Work request >>
Nothing but an exact copy is wanted: the line with "Target: train side window" and each line after it in the data below, last line included.

Available records >>
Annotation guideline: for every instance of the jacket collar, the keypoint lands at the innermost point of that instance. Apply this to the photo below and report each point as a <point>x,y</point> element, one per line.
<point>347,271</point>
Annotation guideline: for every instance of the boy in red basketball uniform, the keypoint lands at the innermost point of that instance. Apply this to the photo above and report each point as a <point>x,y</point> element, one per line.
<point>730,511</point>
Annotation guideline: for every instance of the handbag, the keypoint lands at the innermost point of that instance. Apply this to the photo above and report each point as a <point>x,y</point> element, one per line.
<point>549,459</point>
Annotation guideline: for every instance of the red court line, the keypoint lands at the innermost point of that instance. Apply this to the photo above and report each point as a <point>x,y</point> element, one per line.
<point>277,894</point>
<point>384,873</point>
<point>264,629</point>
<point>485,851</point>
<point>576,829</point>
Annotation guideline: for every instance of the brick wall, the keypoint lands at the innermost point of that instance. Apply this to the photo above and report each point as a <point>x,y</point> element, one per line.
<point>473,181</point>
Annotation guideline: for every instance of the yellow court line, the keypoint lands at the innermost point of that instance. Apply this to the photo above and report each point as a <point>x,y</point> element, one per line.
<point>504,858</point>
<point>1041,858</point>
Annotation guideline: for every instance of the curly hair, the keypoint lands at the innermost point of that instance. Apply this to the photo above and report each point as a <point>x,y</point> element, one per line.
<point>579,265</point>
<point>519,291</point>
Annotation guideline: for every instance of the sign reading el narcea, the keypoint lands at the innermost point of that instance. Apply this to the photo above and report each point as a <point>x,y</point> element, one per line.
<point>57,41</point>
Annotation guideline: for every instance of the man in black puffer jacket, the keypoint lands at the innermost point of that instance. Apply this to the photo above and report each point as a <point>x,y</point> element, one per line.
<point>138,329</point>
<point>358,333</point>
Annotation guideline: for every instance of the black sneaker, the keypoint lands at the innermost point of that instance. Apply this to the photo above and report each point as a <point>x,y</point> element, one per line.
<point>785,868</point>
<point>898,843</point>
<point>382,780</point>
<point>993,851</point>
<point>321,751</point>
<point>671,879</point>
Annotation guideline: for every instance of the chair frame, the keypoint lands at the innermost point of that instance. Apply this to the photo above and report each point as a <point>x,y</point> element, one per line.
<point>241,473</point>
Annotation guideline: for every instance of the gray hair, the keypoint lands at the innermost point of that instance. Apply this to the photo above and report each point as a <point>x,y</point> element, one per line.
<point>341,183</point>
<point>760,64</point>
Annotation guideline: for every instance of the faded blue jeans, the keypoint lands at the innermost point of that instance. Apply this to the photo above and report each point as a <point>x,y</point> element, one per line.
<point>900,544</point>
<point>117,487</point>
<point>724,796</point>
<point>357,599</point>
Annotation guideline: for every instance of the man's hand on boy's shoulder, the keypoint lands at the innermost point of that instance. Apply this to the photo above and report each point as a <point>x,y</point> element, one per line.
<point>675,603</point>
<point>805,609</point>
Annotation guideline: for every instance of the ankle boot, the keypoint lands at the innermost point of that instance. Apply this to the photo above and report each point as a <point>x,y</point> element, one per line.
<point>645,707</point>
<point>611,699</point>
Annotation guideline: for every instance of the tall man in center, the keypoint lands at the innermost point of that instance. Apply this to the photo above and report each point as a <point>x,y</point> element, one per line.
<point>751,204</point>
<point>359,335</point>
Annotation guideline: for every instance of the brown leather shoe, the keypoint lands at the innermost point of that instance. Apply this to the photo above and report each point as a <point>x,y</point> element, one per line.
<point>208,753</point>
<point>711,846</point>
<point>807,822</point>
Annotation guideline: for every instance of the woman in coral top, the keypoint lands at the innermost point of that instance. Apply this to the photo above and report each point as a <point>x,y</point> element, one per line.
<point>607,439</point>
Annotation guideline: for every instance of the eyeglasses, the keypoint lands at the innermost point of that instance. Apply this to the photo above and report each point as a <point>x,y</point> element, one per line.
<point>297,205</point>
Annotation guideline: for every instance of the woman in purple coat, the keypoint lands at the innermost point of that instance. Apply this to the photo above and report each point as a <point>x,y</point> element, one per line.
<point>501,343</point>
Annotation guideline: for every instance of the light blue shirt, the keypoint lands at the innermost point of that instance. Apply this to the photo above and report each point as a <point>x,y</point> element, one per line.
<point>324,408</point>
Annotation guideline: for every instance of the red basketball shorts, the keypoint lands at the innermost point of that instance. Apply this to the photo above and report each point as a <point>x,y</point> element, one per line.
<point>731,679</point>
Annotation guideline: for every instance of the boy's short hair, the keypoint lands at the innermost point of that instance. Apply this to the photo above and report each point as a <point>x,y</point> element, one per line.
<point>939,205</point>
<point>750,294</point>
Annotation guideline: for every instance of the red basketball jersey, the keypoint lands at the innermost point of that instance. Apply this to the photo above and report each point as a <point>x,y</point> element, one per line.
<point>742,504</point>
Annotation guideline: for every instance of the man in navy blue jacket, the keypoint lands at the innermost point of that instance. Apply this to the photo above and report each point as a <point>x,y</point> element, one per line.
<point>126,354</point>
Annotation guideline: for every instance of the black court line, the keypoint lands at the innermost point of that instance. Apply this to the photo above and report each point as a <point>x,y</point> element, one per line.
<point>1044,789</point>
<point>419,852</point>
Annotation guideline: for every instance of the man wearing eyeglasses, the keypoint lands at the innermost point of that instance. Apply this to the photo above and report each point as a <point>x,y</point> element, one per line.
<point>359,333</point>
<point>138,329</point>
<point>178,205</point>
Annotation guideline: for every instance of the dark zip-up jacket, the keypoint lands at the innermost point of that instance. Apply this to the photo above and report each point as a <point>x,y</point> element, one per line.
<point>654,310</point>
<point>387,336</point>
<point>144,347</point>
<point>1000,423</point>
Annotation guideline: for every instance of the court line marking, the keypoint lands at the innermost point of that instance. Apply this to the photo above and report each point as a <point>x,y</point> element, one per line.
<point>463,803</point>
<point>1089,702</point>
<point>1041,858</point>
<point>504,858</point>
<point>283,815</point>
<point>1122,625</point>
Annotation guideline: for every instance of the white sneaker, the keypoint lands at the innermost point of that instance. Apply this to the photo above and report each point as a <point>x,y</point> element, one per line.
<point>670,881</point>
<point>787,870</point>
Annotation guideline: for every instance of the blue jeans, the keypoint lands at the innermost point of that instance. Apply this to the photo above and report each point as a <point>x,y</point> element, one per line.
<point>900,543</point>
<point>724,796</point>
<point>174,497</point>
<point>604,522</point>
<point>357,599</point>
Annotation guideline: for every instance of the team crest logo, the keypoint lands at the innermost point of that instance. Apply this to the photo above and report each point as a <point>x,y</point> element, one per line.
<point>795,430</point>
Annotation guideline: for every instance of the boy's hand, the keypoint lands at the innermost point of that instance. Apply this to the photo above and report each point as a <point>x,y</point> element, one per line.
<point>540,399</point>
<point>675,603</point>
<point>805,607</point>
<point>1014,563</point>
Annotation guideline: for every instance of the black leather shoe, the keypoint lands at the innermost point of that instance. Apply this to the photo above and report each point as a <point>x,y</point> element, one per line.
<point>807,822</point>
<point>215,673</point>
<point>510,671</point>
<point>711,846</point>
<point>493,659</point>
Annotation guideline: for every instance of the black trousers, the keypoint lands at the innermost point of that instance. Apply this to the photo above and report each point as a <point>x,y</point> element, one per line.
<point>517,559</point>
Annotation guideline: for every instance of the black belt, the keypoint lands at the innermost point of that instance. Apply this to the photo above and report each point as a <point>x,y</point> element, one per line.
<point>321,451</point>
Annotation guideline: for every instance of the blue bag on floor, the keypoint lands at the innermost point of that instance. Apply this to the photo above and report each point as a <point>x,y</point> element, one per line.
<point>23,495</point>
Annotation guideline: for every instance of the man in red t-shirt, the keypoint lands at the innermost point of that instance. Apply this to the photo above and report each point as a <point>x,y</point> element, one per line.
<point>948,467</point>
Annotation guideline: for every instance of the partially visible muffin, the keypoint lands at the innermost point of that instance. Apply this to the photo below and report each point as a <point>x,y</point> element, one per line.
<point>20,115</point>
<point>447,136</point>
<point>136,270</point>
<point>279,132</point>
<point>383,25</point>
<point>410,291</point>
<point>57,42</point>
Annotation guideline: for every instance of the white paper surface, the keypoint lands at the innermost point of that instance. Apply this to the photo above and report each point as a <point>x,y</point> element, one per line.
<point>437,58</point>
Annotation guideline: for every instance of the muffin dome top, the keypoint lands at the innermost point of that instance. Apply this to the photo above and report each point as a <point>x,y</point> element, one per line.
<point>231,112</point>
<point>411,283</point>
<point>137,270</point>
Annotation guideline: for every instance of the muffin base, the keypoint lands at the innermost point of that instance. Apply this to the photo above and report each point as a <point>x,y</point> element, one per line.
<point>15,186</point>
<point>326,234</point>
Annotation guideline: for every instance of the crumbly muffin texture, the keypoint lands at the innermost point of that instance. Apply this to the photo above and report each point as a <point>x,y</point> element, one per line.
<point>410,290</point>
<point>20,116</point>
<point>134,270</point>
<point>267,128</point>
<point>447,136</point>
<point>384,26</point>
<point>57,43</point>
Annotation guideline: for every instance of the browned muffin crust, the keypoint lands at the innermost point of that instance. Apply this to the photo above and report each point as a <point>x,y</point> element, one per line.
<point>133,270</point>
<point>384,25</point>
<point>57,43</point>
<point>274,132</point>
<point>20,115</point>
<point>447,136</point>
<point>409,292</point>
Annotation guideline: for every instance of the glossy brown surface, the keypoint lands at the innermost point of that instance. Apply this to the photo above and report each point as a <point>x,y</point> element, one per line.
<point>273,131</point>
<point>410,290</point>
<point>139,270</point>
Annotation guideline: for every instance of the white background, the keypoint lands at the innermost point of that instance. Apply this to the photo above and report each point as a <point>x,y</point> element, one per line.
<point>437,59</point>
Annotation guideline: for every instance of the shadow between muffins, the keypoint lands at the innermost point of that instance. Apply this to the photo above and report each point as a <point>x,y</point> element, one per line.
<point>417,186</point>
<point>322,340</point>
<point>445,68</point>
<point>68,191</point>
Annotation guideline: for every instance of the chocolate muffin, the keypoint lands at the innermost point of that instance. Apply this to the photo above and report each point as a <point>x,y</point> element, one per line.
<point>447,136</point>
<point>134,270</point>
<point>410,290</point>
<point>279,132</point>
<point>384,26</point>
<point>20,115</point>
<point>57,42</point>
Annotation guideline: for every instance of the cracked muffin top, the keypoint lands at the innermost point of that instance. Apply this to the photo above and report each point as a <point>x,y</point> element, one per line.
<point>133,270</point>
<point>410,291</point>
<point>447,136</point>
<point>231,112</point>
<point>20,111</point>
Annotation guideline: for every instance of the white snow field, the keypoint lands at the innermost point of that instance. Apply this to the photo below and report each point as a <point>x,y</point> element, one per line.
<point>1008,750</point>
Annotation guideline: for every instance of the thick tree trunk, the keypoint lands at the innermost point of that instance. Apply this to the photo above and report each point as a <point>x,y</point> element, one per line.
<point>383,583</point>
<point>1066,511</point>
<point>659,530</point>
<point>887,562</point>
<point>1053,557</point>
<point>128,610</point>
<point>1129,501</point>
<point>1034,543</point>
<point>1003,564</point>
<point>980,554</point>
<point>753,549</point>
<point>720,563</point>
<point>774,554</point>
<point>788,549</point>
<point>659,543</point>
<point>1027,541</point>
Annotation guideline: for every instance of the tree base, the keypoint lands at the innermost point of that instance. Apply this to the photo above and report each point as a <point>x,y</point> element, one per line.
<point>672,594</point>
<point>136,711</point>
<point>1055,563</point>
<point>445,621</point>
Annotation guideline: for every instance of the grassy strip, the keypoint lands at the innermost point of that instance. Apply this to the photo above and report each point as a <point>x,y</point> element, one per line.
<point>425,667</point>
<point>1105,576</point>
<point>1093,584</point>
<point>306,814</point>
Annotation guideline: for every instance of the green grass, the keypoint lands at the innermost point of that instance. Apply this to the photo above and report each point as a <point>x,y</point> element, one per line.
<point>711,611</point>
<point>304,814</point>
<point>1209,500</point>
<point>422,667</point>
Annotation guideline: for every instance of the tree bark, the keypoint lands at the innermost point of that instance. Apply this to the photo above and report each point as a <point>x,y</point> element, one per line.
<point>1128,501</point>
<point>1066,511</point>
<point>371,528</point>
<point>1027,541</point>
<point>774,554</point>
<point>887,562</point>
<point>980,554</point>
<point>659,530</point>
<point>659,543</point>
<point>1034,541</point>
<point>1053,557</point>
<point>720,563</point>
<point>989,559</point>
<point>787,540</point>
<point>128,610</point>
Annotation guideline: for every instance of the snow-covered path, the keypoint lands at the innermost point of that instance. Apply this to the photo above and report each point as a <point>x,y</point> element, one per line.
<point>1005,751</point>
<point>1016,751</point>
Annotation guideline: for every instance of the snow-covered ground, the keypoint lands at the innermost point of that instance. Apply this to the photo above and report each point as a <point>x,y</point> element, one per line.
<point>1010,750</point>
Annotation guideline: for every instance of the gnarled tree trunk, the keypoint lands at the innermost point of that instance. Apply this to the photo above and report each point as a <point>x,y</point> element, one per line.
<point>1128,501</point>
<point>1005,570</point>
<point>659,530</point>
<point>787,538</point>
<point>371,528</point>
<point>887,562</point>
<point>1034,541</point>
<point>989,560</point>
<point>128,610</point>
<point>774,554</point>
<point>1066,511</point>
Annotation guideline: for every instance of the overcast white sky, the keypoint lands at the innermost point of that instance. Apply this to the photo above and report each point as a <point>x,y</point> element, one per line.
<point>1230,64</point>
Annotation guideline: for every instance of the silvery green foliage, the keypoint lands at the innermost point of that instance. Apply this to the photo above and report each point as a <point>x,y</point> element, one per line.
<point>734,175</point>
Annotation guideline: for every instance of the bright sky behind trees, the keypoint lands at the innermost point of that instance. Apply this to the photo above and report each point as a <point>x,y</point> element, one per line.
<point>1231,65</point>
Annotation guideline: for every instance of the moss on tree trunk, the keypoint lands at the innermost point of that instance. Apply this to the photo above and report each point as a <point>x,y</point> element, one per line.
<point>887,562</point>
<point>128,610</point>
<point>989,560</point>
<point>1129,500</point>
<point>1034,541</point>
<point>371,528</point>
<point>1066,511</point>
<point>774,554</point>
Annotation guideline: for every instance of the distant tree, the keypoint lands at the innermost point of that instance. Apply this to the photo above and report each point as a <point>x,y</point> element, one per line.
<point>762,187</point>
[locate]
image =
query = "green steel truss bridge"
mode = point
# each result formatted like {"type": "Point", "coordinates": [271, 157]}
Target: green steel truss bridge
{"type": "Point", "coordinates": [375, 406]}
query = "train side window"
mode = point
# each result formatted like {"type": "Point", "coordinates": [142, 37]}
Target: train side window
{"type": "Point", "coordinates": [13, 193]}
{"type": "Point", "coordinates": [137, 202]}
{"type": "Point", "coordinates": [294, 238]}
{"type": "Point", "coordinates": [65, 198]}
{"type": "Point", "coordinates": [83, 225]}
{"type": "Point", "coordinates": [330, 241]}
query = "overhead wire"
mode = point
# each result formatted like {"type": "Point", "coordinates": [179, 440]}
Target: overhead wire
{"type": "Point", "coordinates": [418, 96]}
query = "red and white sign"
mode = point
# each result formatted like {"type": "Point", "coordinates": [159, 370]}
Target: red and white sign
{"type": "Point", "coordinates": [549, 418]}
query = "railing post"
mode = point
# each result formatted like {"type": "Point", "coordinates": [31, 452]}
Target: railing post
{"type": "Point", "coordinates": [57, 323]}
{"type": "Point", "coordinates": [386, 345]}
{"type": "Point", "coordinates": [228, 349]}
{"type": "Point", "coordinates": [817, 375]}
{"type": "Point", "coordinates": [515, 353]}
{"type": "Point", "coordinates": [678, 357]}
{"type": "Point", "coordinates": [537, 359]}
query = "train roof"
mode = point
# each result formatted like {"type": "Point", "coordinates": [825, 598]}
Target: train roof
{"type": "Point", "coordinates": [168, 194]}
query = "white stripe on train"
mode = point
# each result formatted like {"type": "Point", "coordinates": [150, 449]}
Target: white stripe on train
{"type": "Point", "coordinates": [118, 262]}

Exercise result >>
Target: train side window
{"type": "Point", "coordinates": [13, 193]}
{"type": "Point", "coordinates": [137, 202]}
{"type": "Point", "coordinates": [294, 238]}
{"type": "Point", "coordinates": [65, 198]}
{"type": "Point", "coordinates": [83, 225]}
{"type": "Point", "coordinates": [330, 241]}
query = "overhead wire"
mode = point
# each result formatted like {"type": "Point", "coordinates": [179, 440]}
Target: overhead wire
{"type": "Point", "coordinates": [418, 96]}
query = "red and white sign"
mode = point
# each result formatted like {"type": "Point", "coordinates": [159, 370]}
Target: red and white sign
{"type": "Point", "coordinates": [549, 418]}
query = "railing post"
mode = point
# each result formatted like {"type": "Point", "coordinates": [31, 452]}
Target: railing post
{"type": "Point", "coordinates": [57, 323]}
{"type": "Point", "coordinates": [386, 345]}
{"type": "Point", "coordinates": [228, 349]}
{"type": "Point", "coordinates": [817, 375]}
{"type": "Point", "coordinates": [515, 353]}
{"type": "Point", "coordinates": [678, 357]}
{"type": "Point", "coordinates": [537, 359]}
query = "train roof"
mode = point
# each result formatted like {"type": "Point", "coordinates": [825, 598]}
Target: train roof
{"type": "Point", "coordinates": [168, 194]}
query = "white stripe on train"
mode = point
# each result formatted like {"type": "Point", "coordinates": [150, 449]}
Target: white stripe on train
{"type": "Point", "coordinates": [118, 262]}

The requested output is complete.